Required work:
Write out the part of the email header that begins with the words containing "rhost-flags-OK-OK-OK-OK) by vger.kernel.org" and ends with "Thunderbird 2.0.0.16 (X11/20080723)". Keep every character as it appears.

Provided text:
▼▼▼

From mboxrd@z Thu Jan  1 00:00:00 1970
Return-Path: <linux-kernel-owner+w=401wt.eu-S1752052AbYI1E6u@vger.kernel.org>
Received: (majordomo@vger.kernel.org) by vger.kernel.org via listexpand
	id S1752052AbYI1E6u (ORCPT <rfc822;w@1wt.eu>);
	Sun, 28 Sep 2008 00:58:50 -0400
Received: (majordomo@vger.kernel.org) by vger.kernel.org id S1750905AbYI1E6l
	(ORCPT <rfc822;linux-kernel-outgoing>);
	Sun, 28 Sep 2008 00:58:41 -0400
Received: from gw.goop.org ([64.81.55.164]:41823 "EHLO mail.goop.org"
	rhost-flags-OK-OK-OK-OK) by vger.kernel.org with ESMTP
	id S1750859AbYI1E6l (ORCPT <rfc822;linux-kernel@vger.kernel.org>);
	Sun, 28 Sep 2008 00:58:41 -0400
Message-ID: <48DF0EFA.1010904@goop.org>
Date: Sat, 27 Sep 2008 21:58:34 -0700
From: Jeremy Fitzhardinge <jeremy@goop.org>
User-Agent: Thunderbird 2.0.0.16 (X11/20080723)
MIME-Version: 1.0
To: Ingo Molnar <mingo@elte.hu>
CC: "Eric W. Biederman" <ebiederm@xmission.com>,
       Thomas Gleixner <tglx@linutronix.de>,
       Linux Kernel Mailing List <linux-kernel@vger.kernel.org>,
       Yinghai Lu <yhlu.kernel@gmail.com>
Subject: Re: Should irq_chip->mask disable percpu interrupts to all cpus,
 or just to this cpu?

▲▲▲

Stored dataset items
▼▼▼

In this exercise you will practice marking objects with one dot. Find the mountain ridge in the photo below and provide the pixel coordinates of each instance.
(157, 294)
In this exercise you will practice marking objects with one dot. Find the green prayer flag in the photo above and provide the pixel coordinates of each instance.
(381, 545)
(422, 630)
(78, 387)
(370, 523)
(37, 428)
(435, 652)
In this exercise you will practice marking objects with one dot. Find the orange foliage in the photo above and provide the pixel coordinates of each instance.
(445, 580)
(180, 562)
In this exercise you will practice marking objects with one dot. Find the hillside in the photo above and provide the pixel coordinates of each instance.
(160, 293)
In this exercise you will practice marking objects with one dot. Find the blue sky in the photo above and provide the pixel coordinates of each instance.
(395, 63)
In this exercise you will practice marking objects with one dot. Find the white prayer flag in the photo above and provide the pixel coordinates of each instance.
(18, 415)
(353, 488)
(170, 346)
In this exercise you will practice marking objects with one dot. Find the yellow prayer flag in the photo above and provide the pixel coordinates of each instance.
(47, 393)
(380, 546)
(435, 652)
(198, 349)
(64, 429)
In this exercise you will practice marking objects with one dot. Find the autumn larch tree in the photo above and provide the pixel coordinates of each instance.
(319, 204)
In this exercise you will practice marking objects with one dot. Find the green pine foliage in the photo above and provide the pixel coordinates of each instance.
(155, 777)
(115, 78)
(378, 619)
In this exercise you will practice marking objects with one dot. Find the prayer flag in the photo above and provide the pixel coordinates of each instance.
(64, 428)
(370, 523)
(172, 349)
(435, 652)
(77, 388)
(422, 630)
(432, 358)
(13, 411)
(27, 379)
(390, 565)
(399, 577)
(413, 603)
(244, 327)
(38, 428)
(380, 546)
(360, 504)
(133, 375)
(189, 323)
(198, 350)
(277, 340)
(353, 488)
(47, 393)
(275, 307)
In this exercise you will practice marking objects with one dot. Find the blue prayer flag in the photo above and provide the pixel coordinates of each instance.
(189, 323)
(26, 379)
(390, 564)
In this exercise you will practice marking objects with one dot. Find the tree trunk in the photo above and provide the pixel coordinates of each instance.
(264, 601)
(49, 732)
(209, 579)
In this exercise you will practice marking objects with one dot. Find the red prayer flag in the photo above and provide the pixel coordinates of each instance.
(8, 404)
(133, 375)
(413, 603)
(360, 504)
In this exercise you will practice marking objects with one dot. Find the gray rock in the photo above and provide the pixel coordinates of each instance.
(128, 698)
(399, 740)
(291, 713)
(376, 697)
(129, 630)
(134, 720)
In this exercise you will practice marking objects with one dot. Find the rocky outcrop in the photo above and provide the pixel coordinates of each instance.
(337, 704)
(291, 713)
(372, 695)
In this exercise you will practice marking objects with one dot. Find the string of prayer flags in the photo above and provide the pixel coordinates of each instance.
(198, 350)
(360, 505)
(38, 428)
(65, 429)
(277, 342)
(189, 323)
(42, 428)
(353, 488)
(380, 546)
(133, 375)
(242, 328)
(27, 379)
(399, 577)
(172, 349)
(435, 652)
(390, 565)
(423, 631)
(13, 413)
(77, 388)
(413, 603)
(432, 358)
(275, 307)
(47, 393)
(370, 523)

▲▲▲

The answer:
rhost-flags-OK-OK-OK-OK) by vger.kernel.org with ESMTP
	id S1750859AbYI1E6l (ORCPT <rfc822;linux-kernel@vger.kernel.org>);
	Sun, 28 Sep 2008 00:58:41 -0400
Message-ID: <48DF0EFA.1010904@goop.org>
Date: Sat, 27 Sep 2008 21:58:34 -0700
From: Jeremy Fitzhardinge <jeremy@goop.org>
User-Agent: Thunderbird 2.0.0.16 (X11/20080723)